The data can change hands in almost real time, so fast that your location could be transferred from your smartphone to the app’s servers and exported to third parties in milliseconds. This is how, for example, you might see an ad for a new car some time after walking through a dealership.

That data can then be resold, copied, pirated and abused. There’s no way you can ever retrieve it.

Location data is about far more than consumers seeing a few more relevant ads. This information provides critical intelligence for big businesses. The Weather Channel app’s parent company, for example, analyzed users’ location data for hedge funds, according to a lawsuit filed in Los Angeles this year that was triggered by Times reporting. And Foursquare received much attention in 2016 after using its data trove to predict that after an E. coli crisis, Chipotle’s sales would drop by 30 percent in the coming months. Its same-store sales ultimately fell 29.7 percent.

Much of the concern over location data has focused on telecom giants like Verizon and AT&T, which have been selling location data to third parties for years. Last year, Motherboard, Vice’s technology website, found that once the data was sold, it was being shared to help bounty hunters find specific cellphones in real time. The resulting scandal forced the telecom giants to pledge they would stop selling location movements to data brokers.

Yet no law prohibits them from doing so.

[…]

If this information is so sensitive, why is it collected in the first place?

For brands, following someone’s precise movements is key to understanding the “customer journey” — every step of the process from seeing an ad to buying a product. It’s the Holy Grail of advertising, one marketer said, the complete picture that connects all of our interests and online activity with our real-world actions.

Once they have the complete customer journey, companies know a lot about what we want, what we buy and what made us buy it. Other groups have begun to find ways to use it too. Political campaigns could analyze the interests and demographics of rally attendees and use that information to shape their messages to try to manipulate particular groups. Governments around the world could have a new tool to identify protestors.

Pointillist location data also has some clear benefits to society. Researchers can use the raw data to provide key insights for transportation studies and government planners. The City Council of Portland, Ore., unanimously approved a deal to study traffic and transit by monitoring millions of cellphones. Unicef announced a plan to use aggregated mobile location data to study epidemics, natural disasters and demographics.

[Dataset entries]:
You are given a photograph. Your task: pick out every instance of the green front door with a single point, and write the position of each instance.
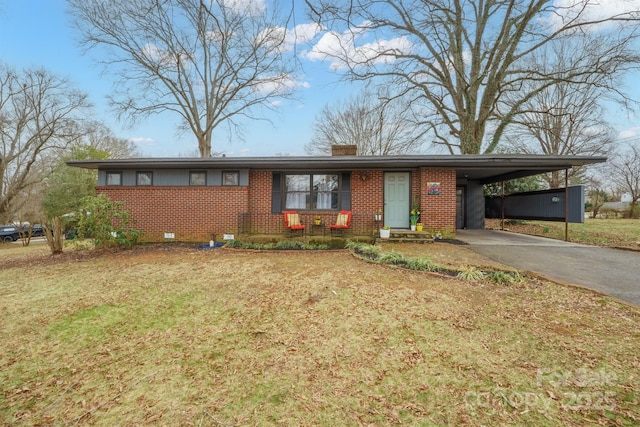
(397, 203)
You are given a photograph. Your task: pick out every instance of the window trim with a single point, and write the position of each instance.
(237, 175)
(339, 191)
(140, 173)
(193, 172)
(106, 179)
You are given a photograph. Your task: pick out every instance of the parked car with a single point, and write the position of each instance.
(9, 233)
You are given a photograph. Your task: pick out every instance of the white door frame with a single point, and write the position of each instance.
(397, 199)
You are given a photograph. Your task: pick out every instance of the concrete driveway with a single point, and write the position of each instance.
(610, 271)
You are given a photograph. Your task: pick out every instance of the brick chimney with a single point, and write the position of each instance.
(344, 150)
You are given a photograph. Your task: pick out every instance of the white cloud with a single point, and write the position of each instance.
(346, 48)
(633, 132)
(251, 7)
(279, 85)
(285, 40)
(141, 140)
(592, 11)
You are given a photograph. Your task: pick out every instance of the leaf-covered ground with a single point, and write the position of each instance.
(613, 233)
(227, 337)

[Task instructions]:
**a)** Repeat the part of the location data excerpt that opens with the words containing "Much of the" and closes with "from doing so.".
**b)** Pick up the excerpt on location data after its final sentence and keep writing it.
The entries have no connection to the excerpt on location data.

[Responses by task]:
**a)**
Much of the concern over location data has focused on telecom giants like Verizon and AT&T, which have been selling location data to third parties for years. Last year, Motherboard, Vice’s technology website, found that once the data was sold, it was being shared to help bounty hunters find specific cellphones in real time. The resulting scandal forced the telecom giants to pledge they would stop selling location movements to data brokers.

Yet no law prohibits them from doing so.

**b)**
For individual consumers, the value of constant tracking is less tangible. And the lack of transparency from the advertising and tech industries raises still more concerns.

Does a coupon app need to sell second-by-second location data to other companies to be profitable? Does that really justify allowing companies to track millions and potentially expose our private lives?

Data companies say users consent to tracking when they agree to share their location. But those consent screens rarely make clear how the data is being packaged and sold. If companies were clearer about what they were doing with the data, would anyone agree to share it?

What about data collected years ago, before hacks and leaks made privacy a forefront issue? Should it still be used, or should it be deleted for good?

If it’s possible that data stored securely today can easily be hacked, leaked or stolen, is this kind of data worth that risk?

Is all of this surveillance and risk worth it merely so that we can be served slightly more relevant ads? Or so that hedge fund managers can get richer?

The companies profiting from our every move can’t be expected to voluntarily limit their practices. Congress has to step in to protect Americans’ needs as consumers and rights as citizens.

Until then, one thing is certain: We are living in the world’s most advanced surveillance system. This system wasn’t created deliberately. It was built through the interplay of technological advance and the profit motive. It was built to make money. The greatest trick technology companies ever played was persuading society to surveil itself.